Another man might have trouble making love to a woman while her husband not only watches but gives him pointers. But Leonardo DiCaprio was cool with it.

“I couldn’t have been more comfortable with the situation,” the actor said Wednesday at lunch when we asked him about his sex scenes with Kate Winslet in “Revolutionary Road.”

Even though Winslet’s beloved, Sam Mendes, was overseeing the simulated passion from his control booth, DiCaprio said, “I didn’t think about it.”

DiCaprio and Winslet, who play an unhappy Connecticut couple in the 1950s, got to know each other playing doomed lovers in “Titanic.” “We’d done a lot of sequences like that before,” he added. “So this time it was kind of easy.”

Winslet, who also had a nibble at the Plaza Hotel’s Oak Room, allowed that “initially, I was very worried it would be difficult to concentrate [on the sex]. But Leo was fine with it, which relaxed me. And I never sensed Sam feeling awkward. Quite the opposite. He’d yell from the other room: ‘Press your hand into her back more! And when you take her face, really grab it!’

“Maybe if it had been anyone else but Leo, it would have been weird. But we’re not really like grownups. We’re like two little boys.”
===============
§ WRITTEN PROBLEM
Which people are named in the article about the love scenes in "Revolutionary Road"? Give each person once, by full name.

§ GIVEN INFORMATION
===============
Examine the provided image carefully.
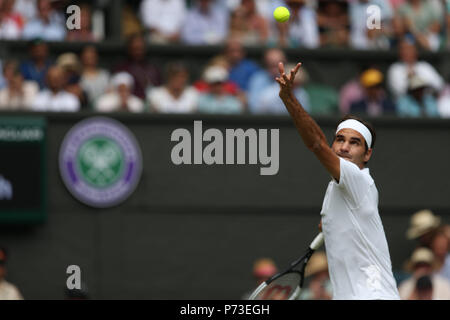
===============
§ FINISHED ANSWER
Leonardo DiCaprio, Kate Winslet, Sam Mendes